President Cabrera debuts strategic plan draft

Photo courtesy of GT Communications

Last semester, with the ushering in of Tech’s new president, Angel Cabrera, an all call was put out for students, faculty and everyone in between to share their dream for Tech’s future. Between working sessions, meetings and QR codes spread around campus, over 5,700 people contributed towards a new vision for Tech in the coming years. 

The Strategic Plan was divided into three phases, which include the “Visioning” phase, a “Goal Setting” phase, and an “Implementation” phase. The visioning phase concluded on time, as it was projected to last from Sept. 2019 to Jan. 2020. 

During the visioning phase of the process, the strategic planning team utilized appreciative inquiry to gather data through various sessions and surveys. The appreciative inquiry approach is a method of organizational change that focuses on engaging the stakeholders of the Institute, including students, faculty, alumni and community partners, in definitive goal seeking and change making. In using this data gathering method, the strategic planning team was able to identify common goals, achievements and values that the Tech community wants to strive to work towards and preserve. 

With the completion of the visioning phase came the initial working draft of “A Vision for Georgia Tech: 2020-2030.” The strategic plan is meant to serve as a blueprint for the goals the administration wants to work to achieve within the next decade of the Institute’s existence. 

After analyzing all of the data brought in by Cabrera’s strategic planning sessions, a working draft was made available to the public that outlined the Institute’s objectives to tackle within the next ten years. The publication of the draft marked the beginning of the goal setting phase, which is to last from now until June 2020. 

The working draft outlines the values, beliefs and strategic themes that serve as the foundation of the vision. The values and beliefs cited in the draft include excellence, diversity, collaboration, the nurturing of the wellbeing of the overall Tech community, freedom of expression, ethics and the Institute’s responsibility to act as stewards. 

The section titled “Vision 2030” lists the “strategic themes” for the plan, which act as categories for the proposed actions listed later: “In order to achieve this vision, we will amplify impact, champion innovation, connect globally, expand access, cultivate well-being and lead by example”. The working draft emphasizes Tech’s continuing commitment to working in its immediate community, the city of Atlanta and Georgia as a whole. These stated goals include, “be a trusted partner in addressing the most pressing social, economic and environmental issues in our city and state … be the innovation partner of choice for leading companies and organizations in the communities we serve,” and “partner with public schools in Atlanta and across the state to increase enrollment of underrepresented students and support teachers who inspire students to pursue careers in science and technology”.

__Records provided__
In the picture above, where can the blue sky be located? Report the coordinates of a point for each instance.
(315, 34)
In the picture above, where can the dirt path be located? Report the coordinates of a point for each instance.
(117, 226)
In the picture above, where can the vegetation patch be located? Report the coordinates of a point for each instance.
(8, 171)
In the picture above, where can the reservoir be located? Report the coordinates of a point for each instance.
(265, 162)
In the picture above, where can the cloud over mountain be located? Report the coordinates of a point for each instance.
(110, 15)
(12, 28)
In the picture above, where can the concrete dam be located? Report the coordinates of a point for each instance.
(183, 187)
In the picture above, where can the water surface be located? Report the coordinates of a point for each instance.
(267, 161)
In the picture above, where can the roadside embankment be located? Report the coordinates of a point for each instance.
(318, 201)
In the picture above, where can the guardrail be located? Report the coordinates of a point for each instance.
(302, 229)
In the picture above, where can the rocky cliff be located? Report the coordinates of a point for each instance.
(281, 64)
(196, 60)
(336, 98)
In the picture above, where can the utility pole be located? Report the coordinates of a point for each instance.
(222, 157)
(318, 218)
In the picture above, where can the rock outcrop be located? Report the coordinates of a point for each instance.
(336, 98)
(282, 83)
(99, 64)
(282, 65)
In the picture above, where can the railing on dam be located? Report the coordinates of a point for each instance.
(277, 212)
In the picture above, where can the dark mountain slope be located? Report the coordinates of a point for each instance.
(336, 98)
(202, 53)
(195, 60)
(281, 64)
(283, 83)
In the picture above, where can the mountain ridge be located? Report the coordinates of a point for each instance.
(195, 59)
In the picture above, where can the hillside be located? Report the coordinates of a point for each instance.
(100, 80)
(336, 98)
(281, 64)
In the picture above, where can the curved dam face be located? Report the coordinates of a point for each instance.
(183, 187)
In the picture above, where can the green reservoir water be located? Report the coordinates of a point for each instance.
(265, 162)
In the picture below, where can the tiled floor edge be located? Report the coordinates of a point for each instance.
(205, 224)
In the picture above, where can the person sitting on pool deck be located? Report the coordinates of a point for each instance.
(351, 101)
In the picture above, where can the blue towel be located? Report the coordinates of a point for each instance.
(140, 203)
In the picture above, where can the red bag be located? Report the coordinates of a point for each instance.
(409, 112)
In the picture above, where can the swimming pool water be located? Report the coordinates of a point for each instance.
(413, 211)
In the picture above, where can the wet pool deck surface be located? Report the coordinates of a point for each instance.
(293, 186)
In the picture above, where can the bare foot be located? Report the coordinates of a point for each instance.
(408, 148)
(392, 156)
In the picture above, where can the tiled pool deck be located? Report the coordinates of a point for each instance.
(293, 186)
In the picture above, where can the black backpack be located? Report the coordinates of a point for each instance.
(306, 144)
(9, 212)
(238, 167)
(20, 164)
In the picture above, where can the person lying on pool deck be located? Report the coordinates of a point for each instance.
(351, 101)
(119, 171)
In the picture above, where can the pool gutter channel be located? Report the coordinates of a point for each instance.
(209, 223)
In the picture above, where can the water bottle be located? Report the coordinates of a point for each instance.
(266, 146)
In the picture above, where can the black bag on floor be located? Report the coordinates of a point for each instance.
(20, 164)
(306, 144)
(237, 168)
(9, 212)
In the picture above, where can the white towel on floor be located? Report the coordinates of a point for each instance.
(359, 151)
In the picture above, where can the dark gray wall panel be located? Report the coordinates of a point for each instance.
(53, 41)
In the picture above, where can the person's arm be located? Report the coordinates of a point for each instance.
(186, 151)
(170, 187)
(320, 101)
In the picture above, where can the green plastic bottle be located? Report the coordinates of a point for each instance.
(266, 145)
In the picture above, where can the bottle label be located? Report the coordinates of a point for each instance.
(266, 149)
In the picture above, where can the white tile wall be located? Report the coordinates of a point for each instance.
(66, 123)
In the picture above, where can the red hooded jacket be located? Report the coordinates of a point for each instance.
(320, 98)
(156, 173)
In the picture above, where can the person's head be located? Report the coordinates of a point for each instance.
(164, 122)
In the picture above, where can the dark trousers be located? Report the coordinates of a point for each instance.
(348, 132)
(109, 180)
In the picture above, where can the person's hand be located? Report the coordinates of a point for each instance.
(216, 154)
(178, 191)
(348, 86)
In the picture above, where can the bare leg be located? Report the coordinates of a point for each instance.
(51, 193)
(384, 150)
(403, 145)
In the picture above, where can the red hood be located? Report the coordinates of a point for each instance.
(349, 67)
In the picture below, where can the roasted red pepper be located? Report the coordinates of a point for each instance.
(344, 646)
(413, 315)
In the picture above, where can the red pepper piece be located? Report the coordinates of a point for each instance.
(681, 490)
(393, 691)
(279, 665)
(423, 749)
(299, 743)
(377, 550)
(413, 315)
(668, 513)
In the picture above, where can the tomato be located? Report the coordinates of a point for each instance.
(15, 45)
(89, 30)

__List of tasks__
• 1. Filter the rows above, copying out each line that contains the string "towel". Matching is case-sensitive.
• 2. Supply the next part of the article on Georgia Tech's strategic plan draft, continuing from its final sentence.

__Exercise answers__
• 1.
In the picture above, where can the blue towel be located? Report the coordinates of a point for each instance.
In the picture above, where can the white towel on floor be located? Report the coordinates of a point for each instance.

• 2.
This strategic plan further narrows a commitment to Tech’s closest surroundings. Dr. Magnus Egerstedt pointed out in Oct. 2019 that, “We are not always as effective as we could be when it comes to partnering with our immediate neighbors and communities, it’s true that every year we get a little better,” in reference to Tech’s incrementally improving inclusivity of local neighborhoods in its economic success, specifically in terms of education outreach. While Tech is known for sending its promising students to local Atlanta businesses such as Lockheed Martin and Coca-Cola, this new vision for Tech aims to include surrounding public schools and bring in promising students from the area, as well.

One notable point may be the intention to “empower and facilitate the mental and physical wellbeing and holistic development of all members of the Georgia Tech community”. Mental health resource quality and availability have been areas of contention for students at Tech for years, and administration has made them high priorities since 2017. President Cabrera has expressed interest in being personally involved with current and future mental health initiatives, which aligns with this stated goal.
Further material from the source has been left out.